Dokumentabschnitt:
════════════════

# buffedCast 490 - Eure Fragen zum buffedCast



## Elenenedh (14. März 2016)

Mittwochs ist buffedCast-Tag! Und damit auch ihr bei der Plauderrunde rund um MMOGs und Offline-Rollenspiele zu Wort kommt, suchen wir eure Fragen. Habt ihr Fragen zu bestimmten Spielen, benötigt ihr Tipps? Dann nutzt unseren Foren-Thread zum Podcast und stellt uns eure Fragen zum buffedCast oder lasst uns eure Meinung zu aktuellen Rollenspiel-Themen wissen.

Hier sammeln wir bis Dienstag um 14:00 Uhr eure Fragen und Kommentare zu aktuellen MMOG-Themen. Wir suchen uns die interessantesten Beiträge heraus und versuchen, möglichst viele davon zu beantworten und zu diskutieren.


----------



## Zerasata (14. März 2016)

Dank Susannes Ausführungen letzte Woche hat mich das Bloodborne / Souls Fieber wieder voll gepackt. Jetzt bin ich 20&#8364; ärmer und um den Old Hunters DLC reicher 

 

1. Frage: Ich befinde mich frisch im NG+ mit Char Level 85. Mit welchem Level ist es sinnvoll den Old Hunters DLC zu starten? Oder ist es empfehlenswert einen neuen Char anzufangen (wie letzte Woche für NG+++ vorgeschlagen) ? Wenn ja, mit welchem Level startet man dann den DLC am Besten?

 

2. Frage: Gibt es eine Buffed Communitygruppe auf PS4?

 

Und noch eine allegmeine Bitte, schafft blos nicht den Podcast ab. Ihr habt mir schon so viele unterhaltsame Stunden geschenkt, danke dafür!


----------



## Astyra (14. März 2016)

════════════════

Datenabschnitt:
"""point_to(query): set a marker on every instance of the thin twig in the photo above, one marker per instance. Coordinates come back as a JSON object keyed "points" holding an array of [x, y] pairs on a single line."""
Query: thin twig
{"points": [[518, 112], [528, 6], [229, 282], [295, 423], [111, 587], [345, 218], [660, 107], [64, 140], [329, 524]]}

════════════════

Schriftliche Aufgabe: Schreib den Forenthread mit Fragen zum buffedCast weiter und setz direkt mit dem Beitrag von Astyra ein.

Endgültige Antwort:
Herzlichen Dank an Susanne für ihr großes Solo in der letzten Ausgabe! Frisch aus dem Urlaub kommen und dann die Show alleine schmeißen: Respekt!

(Und weil es in der letzten Zeit Thema war: bei mir sorgt ihr Lachen sofort für gute Laune - also bitte weiter so!)

 

Der BuffedCast gefällt mir so, wie er ist.

Ich begleite euch schon lange und höre keinen anderen Podcast so regelmäßig. Für mich ist es wie ein Treffen mit alten Freunden, bei dem wir uns über Spiele und ähnliche Themen unterhalten.

 

Eine kleine Anmerkung: Ich kaufe das Buffed Magazin eigentlich hauptsächlich, um den Cast (und früher die Buffed Show) zu unterstützen.

Ansonsten sind Zeitschriften komplett aus meinem Leben verschwunden und ich lese so gut wie alles 'online'.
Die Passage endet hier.